SOBRE O EXERCÍCIO:
Reescreva a parte do trecho que vai de "É impossível, neste" até "máxima: Securus judicat orbis terrarum.", inclusive, substituindo "pedreiro" por "camponês".

TRECHO DO TEXTO:
----------------

É impossível, neste artigo, aprofundar-me nesta demons­tração, porque já ultrapassei o número de páginas que me foi fixado.

E conclui, com admirável tranquilidade de espírito:

Porém, se o leitor se sente atormentado pelo pensamento que deva, como cristão, seguindo o exemplo de Tolstoi, renunciar às condições habituais de sua vida e viver como um pedreiro, acalme-se e pense na máxima: Securus judicat orbis terrarum.

Salvo algumas exceções (prossegue ele) toda a cristandade, desde o tempo dos apóstolos até nossos dias, chegou à conclusão de que o objetivo de Cristo era dar aos homens um grande princí­pio, mas não destruir as bases das instituições de todas as socie­dades humanas, que se fundamentam na sanção divina e na necessidade. Se eu tivesse tido a missão de provar a impossibili­dade da doutrina do comunismo, que Tolstoi apoia sobre para­doxos divinos (s/c), que não podem ser interpretados senão sobre princípios históricos, de acordo com todos os métodos da doutri­na de Cristo — isto teria demandado um espaço maior do que aquele que tenho a minha disposição."

Que desgraça! Ele não tinha espaço! E que coisa estra­nha! Há 15 séculos ninguém tem espaço para provar que o Cristo, em quem acreditamos, não tenha dito o que disse. E çoder-se-ia entretanto tê-lo feito, caso se houvesse desejado. É verdade que não vale a pena provar o que todos sabem. Basta dizer: Securus judicat orbis terrarum.

----------------

Dados armazenados:
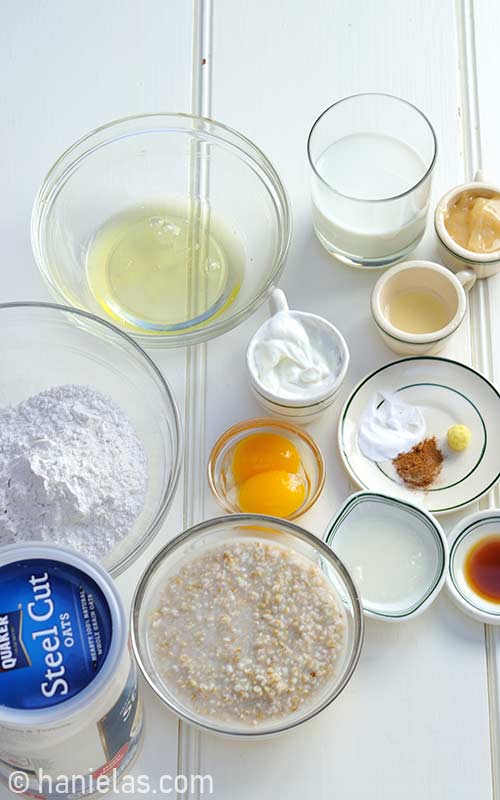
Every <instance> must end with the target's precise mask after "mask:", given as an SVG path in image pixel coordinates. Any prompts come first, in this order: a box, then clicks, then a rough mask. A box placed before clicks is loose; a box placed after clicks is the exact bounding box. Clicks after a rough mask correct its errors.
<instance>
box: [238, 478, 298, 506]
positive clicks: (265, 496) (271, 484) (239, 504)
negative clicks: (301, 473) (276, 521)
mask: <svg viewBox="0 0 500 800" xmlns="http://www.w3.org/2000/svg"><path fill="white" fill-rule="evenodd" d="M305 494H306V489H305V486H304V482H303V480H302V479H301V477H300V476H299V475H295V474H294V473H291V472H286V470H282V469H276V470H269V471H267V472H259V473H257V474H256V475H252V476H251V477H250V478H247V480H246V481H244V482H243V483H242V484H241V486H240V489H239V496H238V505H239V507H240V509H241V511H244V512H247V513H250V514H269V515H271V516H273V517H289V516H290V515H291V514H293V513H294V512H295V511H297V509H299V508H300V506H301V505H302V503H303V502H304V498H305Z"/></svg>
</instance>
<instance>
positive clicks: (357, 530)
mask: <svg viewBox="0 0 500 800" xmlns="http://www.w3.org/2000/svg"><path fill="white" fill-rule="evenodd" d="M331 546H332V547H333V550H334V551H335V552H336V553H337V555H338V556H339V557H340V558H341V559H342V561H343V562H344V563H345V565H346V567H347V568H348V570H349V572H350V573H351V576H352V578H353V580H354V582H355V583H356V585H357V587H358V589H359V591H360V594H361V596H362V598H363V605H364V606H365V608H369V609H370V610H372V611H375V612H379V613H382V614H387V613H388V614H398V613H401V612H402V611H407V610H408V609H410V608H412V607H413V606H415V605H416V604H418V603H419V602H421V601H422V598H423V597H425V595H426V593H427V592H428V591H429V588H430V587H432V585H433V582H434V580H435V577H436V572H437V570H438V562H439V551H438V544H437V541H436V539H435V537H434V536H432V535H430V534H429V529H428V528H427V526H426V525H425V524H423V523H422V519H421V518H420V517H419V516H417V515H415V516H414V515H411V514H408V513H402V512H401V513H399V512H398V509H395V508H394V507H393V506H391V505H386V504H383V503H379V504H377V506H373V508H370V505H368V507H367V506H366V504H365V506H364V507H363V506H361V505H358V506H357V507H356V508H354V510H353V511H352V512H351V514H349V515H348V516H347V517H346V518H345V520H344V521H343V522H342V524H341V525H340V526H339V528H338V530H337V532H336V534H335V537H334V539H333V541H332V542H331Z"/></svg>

----------------

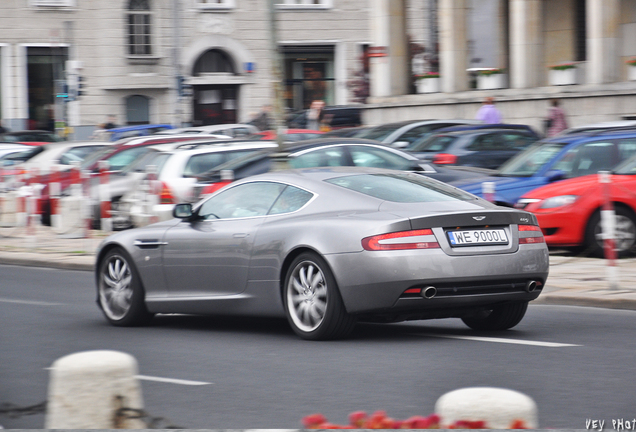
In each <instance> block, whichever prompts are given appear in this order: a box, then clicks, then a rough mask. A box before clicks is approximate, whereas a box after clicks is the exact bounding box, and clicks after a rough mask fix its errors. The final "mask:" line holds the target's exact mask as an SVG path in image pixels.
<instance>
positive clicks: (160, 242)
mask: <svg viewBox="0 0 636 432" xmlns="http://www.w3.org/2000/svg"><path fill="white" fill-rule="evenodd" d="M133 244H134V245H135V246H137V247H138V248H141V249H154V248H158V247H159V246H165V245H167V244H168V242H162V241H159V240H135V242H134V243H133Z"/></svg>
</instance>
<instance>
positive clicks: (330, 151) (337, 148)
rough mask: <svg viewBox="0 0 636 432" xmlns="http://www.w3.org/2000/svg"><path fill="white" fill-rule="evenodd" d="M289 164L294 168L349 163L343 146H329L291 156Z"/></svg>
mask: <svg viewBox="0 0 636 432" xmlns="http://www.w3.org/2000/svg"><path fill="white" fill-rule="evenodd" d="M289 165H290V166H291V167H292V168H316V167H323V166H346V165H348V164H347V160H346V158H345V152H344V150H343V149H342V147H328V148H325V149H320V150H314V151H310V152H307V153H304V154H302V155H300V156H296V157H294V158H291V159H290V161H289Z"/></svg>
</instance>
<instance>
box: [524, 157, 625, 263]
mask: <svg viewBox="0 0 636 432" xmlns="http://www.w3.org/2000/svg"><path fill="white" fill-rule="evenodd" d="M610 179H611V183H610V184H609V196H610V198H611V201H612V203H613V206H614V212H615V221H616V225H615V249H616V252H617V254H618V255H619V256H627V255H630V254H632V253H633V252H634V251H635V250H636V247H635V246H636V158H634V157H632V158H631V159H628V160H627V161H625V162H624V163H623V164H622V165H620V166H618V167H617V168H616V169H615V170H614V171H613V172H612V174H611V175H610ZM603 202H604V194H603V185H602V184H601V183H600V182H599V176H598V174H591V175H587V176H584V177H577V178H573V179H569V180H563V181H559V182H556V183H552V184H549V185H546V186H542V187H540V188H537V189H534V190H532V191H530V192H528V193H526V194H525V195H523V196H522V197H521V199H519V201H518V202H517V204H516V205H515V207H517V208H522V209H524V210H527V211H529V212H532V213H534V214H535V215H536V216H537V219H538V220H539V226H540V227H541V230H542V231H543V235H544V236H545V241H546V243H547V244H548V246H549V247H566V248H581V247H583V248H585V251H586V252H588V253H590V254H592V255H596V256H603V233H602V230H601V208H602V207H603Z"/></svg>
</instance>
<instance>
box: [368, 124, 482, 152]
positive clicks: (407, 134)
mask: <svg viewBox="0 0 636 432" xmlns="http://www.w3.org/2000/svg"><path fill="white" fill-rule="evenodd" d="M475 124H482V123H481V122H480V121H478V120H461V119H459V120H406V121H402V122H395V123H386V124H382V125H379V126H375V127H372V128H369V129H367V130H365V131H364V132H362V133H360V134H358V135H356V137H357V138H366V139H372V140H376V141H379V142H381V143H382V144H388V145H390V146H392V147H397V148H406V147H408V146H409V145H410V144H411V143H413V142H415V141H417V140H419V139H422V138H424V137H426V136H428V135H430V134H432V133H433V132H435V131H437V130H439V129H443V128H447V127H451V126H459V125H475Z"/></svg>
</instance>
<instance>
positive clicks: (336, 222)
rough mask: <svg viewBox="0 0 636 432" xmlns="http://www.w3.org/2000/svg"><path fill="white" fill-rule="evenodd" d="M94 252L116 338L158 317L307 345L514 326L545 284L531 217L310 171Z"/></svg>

----------------

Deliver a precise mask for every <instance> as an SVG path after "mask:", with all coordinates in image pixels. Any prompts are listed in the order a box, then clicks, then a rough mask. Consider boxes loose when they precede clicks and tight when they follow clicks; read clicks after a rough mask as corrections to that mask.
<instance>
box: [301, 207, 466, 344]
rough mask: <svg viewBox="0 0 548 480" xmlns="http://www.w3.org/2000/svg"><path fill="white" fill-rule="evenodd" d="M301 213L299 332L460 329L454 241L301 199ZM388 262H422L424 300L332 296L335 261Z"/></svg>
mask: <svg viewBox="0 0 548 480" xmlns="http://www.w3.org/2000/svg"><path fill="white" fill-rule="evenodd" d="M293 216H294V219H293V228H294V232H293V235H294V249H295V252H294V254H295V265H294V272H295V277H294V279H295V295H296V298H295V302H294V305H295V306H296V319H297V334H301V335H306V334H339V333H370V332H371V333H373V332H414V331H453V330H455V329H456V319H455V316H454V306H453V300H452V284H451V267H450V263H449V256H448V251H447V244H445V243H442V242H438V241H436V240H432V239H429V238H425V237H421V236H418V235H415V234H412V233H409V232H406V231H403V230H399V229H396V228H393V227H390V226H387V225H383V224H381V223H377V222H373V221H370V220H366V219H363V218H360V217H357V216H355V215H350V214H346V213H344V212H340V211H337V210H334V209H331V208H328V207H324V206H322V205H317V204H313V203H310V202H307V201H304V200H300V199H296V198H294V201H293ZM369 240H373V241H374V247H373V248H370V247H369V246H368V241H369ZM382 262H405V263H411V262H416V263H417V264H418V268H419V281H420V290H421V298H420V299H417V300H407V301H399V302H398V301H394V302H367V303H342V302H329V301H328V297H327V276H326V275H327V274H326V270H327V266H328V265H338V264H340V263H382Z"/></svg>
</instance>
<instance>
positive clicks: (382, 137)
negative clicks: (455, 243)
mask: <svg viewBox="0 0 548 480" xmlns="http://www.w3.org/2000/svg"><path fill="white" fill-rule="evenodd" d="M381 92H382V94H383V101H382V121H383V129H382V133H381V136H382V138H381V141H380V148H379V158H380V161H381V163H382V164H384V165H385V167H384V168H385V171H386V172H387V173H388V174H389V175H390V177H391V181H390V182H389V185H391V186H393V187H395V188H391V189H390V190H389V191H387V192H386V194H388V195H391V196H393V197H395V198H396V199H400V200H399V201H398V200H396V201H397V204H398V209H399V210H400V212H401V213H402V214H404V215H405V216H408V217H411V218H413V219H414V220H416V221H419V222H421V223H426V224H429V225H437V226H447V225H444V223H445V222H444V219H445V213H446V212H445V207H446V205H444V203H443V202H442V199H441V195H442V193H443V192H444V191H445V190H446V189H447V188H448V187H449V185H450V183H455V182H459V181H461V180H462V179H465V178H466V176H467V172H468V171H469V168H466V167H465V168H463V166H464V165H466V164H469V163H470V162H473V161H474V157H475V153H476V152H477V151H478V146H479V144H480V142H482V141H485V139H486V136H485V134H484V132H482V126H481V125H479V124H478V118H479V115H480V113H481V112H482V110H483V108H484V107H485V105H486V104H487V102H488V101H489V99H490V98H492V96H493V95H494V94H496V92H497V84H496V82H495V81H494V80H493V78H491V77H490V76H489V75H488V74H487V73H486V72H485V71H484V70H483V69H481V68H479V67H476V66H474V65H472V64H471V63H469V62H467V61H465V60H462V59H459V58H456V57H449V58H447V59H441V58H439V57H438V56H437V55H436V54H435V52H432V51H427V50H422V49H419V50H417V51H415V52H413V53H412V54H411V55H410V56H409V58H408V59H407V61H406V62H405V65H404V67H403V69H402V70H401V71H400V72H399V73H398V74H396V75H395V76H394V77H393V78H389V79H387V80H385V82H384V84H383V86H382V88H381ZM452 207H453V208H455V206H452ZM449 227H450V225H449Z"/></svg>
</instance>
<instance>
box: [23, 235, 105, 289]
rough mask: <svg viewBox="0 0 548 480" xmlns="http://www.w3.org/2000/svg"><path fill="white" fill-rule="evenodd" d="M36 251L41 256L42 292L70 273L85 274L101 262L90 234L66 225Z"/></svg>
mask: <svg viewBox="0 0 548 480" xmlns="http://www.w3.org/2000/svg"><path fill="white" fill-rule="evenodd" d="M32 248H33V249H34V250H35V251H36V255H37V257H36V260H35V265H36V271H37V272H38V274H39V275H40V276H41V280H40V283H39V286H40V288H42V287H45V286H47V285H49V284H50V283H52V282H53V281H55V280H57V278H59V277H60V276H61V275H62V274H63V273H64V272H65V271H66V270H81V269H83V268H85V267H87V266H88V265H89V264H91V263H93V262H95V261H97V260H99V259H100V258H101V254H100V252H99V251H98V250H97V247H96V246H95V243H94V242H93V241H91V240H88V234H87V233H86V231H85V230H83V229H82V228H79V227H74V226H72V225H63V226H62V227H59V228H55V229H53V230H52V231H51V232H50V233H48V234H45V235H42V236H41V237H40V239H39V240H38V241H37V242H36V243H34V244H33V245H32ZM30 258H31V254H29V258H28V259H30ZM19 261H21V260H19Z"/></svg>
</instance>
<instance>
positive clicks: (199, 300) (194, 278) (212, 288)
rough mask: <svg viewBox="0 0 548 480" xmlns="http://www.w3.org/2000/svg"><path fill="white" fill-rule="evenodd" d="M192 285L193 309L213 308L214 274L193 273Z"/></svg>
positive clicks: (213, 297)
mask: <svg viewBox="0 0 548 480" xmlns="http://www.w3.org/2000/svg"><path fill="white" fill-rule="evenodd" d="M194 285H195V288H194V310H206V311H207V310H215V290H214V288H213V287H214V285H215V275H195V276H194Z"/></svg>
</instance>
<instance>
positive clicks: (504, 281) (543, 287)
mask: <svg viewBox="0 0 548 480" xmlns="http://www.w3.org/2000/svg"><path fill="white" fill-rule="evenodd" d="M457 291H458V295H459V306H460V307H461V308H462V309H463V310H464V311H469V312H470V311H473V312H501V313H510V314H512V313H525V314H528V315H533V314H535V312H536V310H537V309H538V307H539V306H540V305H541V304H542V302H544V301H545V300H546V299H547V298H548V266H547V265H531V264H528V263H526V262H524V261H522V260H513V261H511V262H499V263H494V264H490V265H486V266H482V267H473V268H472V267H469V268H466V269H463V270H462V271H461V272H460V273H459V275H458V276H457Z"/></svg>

----------------

SOLUÇÃO DO EXERCÍCIO:
É impossível, neste artigo, aprofundar-me nesta demons­tração, porque já ultrapassei o número de páginas que me foi fixado.

E conclui, com admirável tranquilidade de espírito:

Porém, se o leitor se sente atormentado pelo pensamento que deva, como cristão, seguindo o exemplo de Tolstoi, renunciar às condições habituais de sua vida e viver como um camponês, acalme-se e pense na máxima: Securus judicat orbis terrarum.